Pennsylvania School Employees’ Retirement System, the commonwealth’s largest pension fund, is under the glare of a federal investigation.
PSERS, whose 15-member board acknowledged last month erroneous calculation by a consulting firm of its nine-year performance, has received a grand-jury subpoena for documents and said it is “cooperating fully” with the U.S. Attorney's Office in the Eastern District of Pennsylvania.
“PSERS is confident that if any issues are identified that require correction, they will be resolved, and appropriate action will be taken,” the $62 billion retirement fund said on its website.
The calculation of 6.38% growth over the nine years ending on June 30, 2020, was just 2 basis points above a 6.36% shared-risk threshold, under which nearly 100,000 school employees would have faced a higher contribution rate.
Last week, the fund’s board hired law firms Pillsbury Winthrop Shaw Pittman LLP and Sidley Austin LLP to advise it on the federal investigation and “collateral issues.” In March, it retained Womble Bond Dickinson and Morgan Lewis to investigate the botched financial statement.
“The PSERS situation is extremely troubling, but because there’s an ongoing independent investigation I’m a bit limited to what I can share,” state Treasurer Stacy Garrity said at a recent Senate appropriations committee meeting in Harrisburg.
A message seeking comment was left with the U.S. Attorney’s Office in Philadelphia.
Garrity, as treasurer, sits on the boards of PSERS and the commonwealth’s other large pension fund, the State Employees Retirement System. Gov. Tom Wolf just appointed Democrat Joe Torsella, who lost his seat to Garrity in the November general election, to return to the PSERS board. Torsella has been a critic of PSERS and its business dealings with Wall Street firms.
Three PSERS board members, including Torsella, objected to the December numbers, according to Garrity. She also said Treasury last August notified PSERS management of discrepancies between PSERS’ comprehensive annual financial review and one of its investment consultant’s quarterly performance reporting.

.....

Directions
1. According to the PSERS article, why did state Treasurer Stacy Garrity say she was limited in what she could share about the situation? Answer in one to three sentences.
2. Return, word for word, the part of the PSERS article that opens with the words containing "Last week, the" and closes with "botched financial statement.".
3. Continue the PSERS article, starting after its last sentence.

Dataset
.....

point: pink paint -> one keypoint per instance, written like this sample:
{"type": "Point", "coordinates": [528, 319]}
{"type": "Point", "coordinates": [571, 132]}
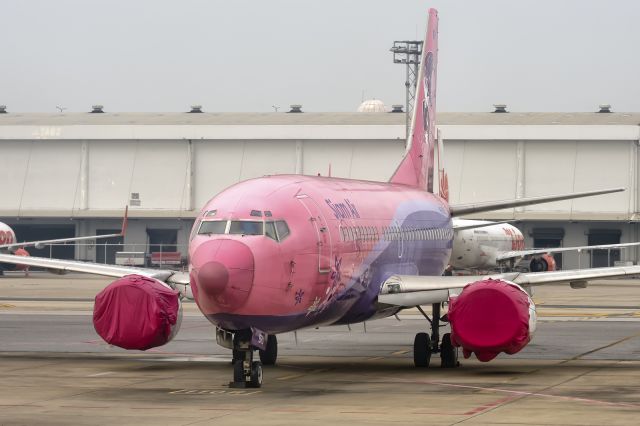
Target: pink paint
{"type": "Point", "coordinates": [489, 317]}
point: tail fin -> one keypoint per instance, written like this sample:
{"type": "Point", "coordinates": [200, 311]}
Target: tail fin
{"type": "Point", "coordinates": [416, 168]}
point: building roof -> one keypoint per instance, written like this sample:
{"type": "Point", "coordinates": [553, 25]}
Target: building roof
{"type": "Point", "coordinates": [314, 118]}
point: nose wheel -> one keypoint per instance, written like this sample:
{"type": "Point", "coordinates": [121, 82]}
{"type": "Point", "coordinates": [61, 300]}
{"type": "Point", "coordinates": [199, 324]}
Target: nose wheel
{"type": "Point", "coordinates": [424, 347]}
{"type": "Point", "coordinates": [247, 373]}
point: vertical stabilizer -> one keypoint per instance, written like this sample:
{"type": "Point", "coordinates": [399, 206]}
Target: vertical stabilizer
{"type": "Point", "coordinates": [416, 168]}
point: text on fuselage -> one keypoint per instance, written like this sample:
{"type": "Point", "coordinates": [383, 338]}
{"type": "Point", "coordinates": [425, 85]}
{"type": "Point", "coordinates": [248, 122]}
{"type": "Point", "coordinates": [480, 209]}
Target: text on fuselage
{"type": "Point", "coordinates": [345, 210]}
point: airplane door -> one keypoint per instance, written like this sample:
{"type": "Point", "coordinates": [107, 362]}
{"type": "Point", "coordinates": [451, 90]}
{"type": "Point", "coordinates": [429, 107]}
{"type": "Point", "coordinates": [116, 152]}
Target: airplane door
{"type": "Point", "coordinates": [319, 223]}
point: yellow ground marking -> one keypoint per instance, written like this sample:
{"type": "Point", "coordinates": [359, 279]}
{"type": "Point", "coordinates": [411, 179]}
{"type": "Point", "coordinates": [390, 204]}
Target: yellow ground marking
{"type": "Point", "coordinates": [575, 314]}
{"type": "Point", "coordinates": [293, 376]}
{"type": "Point", "coordinates": [212, 392]}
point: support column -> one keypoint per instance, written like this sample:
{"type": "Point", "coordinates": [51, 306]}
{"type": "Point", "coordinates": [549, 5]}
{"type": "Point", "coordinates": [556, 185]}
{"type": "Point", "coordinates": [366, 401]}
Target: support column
{"type": "Point", "coordinates": [299, 158]}
{"type": "Point", "coordinates": [190, 181]}
{"type": "Point", "coordinates": [520, 177]}
{"type": "Point", "coordinates": [84, 175]}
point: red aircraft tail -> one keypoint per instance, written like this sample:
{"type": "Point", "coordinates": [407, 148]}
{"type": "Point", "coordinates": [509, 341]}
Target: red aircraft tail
{"type": "Point", "coordinates": [416, 168]}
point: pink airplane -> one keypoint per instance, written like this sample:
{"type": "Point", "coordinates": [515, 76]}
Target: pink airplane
{"type": "Point", "coordinates": [280, 253]}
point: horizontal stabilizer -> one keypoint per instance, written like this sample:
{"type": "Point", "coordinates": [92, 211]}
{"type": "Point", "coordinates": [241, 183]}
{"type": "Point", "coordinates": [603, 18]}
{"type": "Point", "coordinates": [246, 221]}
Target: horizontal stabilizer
{"type": "Point", "coordinates": [529, 252]}
{"type": "Point", "coordinates": [462, 209]}
{"type": "Point", "coordinates": [477, 225]}
{"type": "Point", "coordinates": [415, 290]}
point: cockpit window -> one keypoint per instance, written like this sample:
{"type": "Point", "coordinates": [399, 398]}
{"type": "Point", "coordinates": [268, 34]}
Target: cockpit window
{"type": "Point", "coordinates": [246, 227]}
{"type": "Point", "coordinates": [213, 227]}
{"type": "Point", "coordinates": [283, 229]}
{"type": "Point", "coordinates": [270, 230]}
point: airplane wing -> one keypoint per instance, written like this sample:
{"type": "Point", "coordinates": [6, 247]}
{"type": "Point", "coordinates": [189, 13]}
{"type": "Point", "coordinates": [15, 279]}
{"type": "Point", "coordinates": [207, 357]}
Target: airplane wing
{"type": "Point", "coordinates": [42, 243]}
{"type": "Point", "coordinates": [175, 279]}
{"type": "Point", "coordinates": [521, 253]}
{"type": "Point", "coordinates": [409, 290]}
{"type": "Point", "coordinates": [462, 209]}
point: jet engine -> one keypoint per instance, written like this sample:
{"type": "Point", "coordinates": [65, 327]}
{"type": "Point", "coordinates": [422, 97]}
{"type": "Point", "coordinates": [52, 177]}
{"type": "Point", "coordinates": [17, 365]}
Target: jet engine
{"type": "Point", "coordinates": [491, 316]}
{"type": "Point", "coordinates": [543, 263]}
{"type": "Point", "coordinates": [137, 312]}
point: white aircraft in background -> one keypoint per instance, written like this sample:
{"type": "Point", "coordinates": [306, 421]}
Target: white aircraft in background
{"type": "Point", "coordinates": [485, 245]}
{"type": "Point", "coordinates": [10, 245]}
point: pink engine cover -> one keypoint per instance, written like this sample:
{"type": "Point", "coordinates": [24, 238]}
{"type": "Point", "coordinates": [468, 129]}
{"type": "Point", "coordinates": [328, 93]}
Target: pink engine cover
{"type": "Point", "coordinates": [136, 312]}
{"type": "Point", "coordinates": [491, 316]}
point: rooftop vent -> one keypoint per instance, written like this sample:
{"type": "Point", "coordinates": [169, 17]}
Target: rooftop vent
{"type": "Point", "coordinates": [500, 108]}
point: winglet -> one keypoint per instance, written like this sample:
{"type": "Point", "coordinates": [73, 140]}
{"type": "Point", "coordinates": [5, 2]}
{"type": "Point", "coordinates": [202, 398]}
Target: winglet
{"type": "Point", "coordinates": [125, 221]}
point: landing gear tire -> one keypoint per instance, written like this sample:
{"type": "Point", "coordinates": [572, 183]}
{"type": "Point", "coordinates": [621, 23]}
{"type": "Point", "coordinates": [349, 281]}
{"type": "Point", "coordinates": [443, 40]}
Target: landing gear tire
{"type": "Point", "coordinates": [421, 350]}
{"type": "Point", "coordinates": [237, 356]}
{"type": "Point", "coordinates": [256, 374]}
{"type": "Point", "coordinates": [270, 354]}
{"type": "Point", "coordinates": [247, 373]}
{"type": "Point", "coordinates": [238, 371]}
{"type": "Point", "coordinates": [448, 353]}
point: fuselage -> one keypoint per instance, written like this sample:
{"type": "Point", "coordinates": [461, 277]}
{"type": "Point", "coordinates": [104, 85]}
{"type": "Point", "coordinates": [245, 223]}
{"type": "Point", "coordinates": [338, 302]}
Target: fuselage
{"type": "Point", "coordinates": [284, 252]}
{"type": "Point", "coordinates": [478, 248]}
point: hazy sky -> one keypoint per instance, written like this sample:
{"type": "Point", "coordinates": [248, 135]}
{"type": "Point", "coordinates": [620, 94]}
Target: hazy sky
{"type": "Point", "coordinates": [247, 55]}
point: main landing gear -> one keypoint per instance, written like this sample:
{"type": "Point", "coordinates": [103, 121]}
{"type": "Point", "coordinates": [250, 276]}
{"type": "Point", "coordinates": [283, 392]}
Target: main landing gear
{"type": "Point", "coordinates": [247, 373]}
{"type": "Point", "coordinates": [424, 346]}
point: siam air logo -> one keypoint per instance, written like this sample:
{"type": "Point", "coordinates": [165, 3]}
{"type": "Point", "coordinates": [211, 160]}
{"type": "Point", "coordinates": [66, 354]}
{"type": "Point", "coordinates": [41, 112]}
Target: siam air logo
{"type": "Point", "coordinates": [6, 237]}
{"type": "Point", "coordinates": [345, 210]}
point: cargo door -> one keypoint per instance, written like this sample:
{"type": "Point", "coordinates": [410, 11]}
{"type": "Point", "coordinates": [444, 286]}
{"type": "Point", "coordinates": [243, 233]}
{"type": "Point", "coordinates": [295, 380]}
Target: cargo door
{"type": "Point", "coordinates": [321, 229]}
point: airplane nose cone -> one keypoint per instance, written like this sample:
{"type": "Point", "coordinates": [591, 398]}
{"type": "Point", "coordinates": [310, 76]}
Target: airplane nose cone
{"type": "Point", "coordinates": [213, 277]}
{"type": "Point", "coordinates": [223, 273]}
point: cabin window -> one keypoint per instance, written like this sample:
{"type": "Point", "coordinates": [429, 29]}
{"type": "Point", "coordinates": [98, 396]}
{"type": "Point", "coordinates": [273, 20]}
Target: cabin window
{"type": "Point", "coordinates": [246, 227]}
{"type": "Point", "coordinates": [195, 229]}
{"type": "Point", "coordinates": [283, 229]}
{"type": "Point", "coordinates": [210, 227]}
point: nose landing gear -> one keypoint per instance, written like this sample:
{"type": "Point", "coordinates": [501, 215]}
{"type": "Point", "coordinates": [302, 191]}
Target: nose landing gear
{"type": "Point", "coordinates": [247, 373]}
{"type": "Point", "coordinates": [424, 347]}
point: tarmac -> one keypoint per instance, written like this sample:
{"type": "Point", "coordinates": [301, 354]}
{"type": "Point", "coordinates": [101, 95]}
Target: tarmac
{"type": "Point", "coordinates": [581, 368]}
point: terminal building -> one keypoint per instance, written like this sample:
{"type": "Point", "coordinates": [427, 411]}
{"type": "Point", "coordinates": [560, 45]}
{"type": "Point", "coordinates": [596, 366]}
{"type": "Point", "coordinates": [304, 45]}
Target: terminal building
{"type": "Point", "coordinates": [73, 174]}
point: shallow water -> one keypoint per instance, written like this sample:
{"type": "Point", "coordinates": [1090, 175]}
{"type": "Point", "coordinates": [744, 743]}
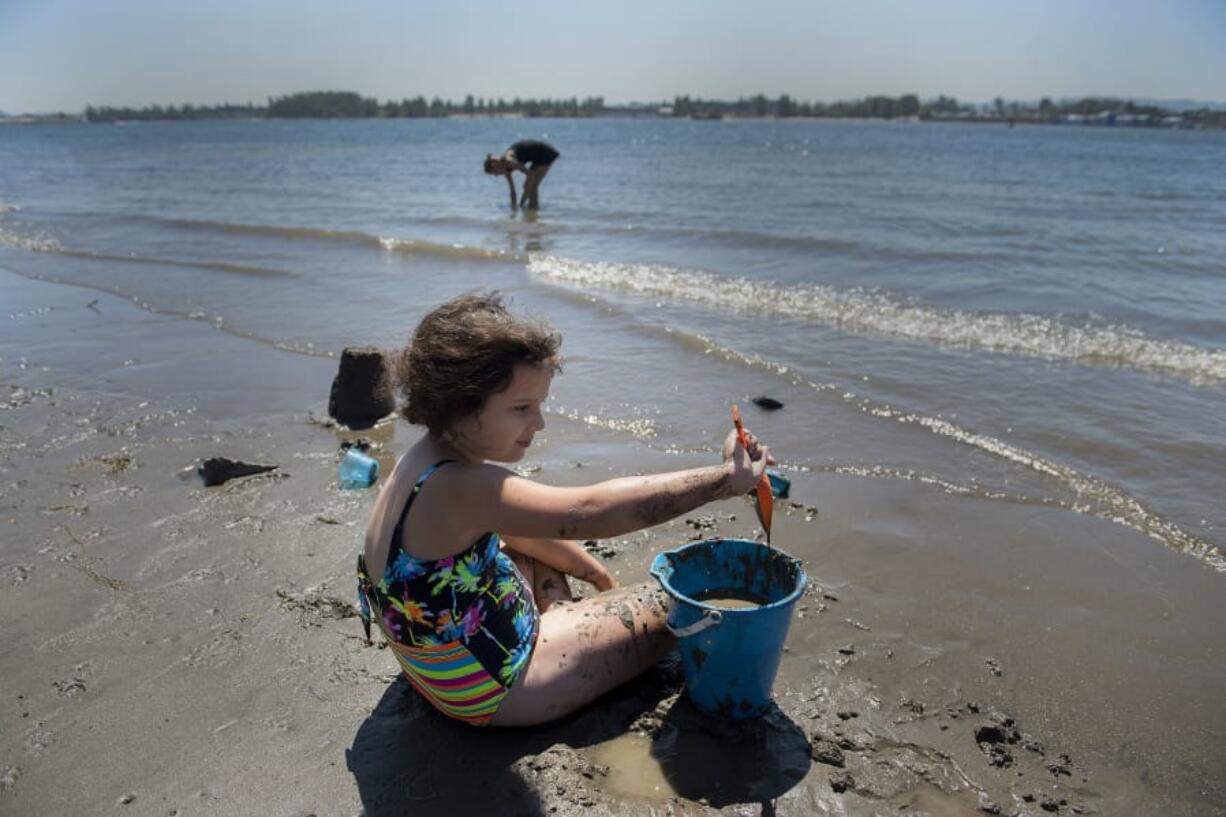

.....

Outputs by task
1. Garrity said she was limited because there is an ongoing independent investigation.

2.
Last week, the fund’s board hired law firms Pillsbury Winthrop Shaw Pittman LLP and Sidley Austin LLP to advise it on the federal investigation and “collateral issues.” In March, it retained Womble Bond Dickinson and Morgan Lewis to investigate the botched financial statement.

3.
The system has not named the consultant.
“It concerns my teachers, same thing on the State Employees Retirement System,” said Sen. Cris Dush, R-Brookville.
The $32 billion SERS is Pennsylvania’s other major retirement system.
“[What] seems to be lost in all the discussions so far is the undisputed fact that PSERS’ investment strategies have significantly underperformed over the past nine years, and this should concern all of us,” Garrity said.
The system is also under fire over alleged overspending on business trips. According to the Philadelphia Inquirer, the plan spent more than $1.5 million on travel over three years before the pandemic took hold. The newspaper reported that one taxpayer-paid investment manager in 2019 spent $15,627 for a flight to London.
PSERS said it has overhauled its travel policy.
Committee chairman Patrick Browne, R-Allentown, called for a continued push to merge the investment houses of both systems to make both more sustainable.
“It was something we were aggressively working on last term,” Browne said. “I look to continue that into this term. These issues transcend politics and I believe that this is something that on a bipartisan basis we can carry forward because it makes sense.”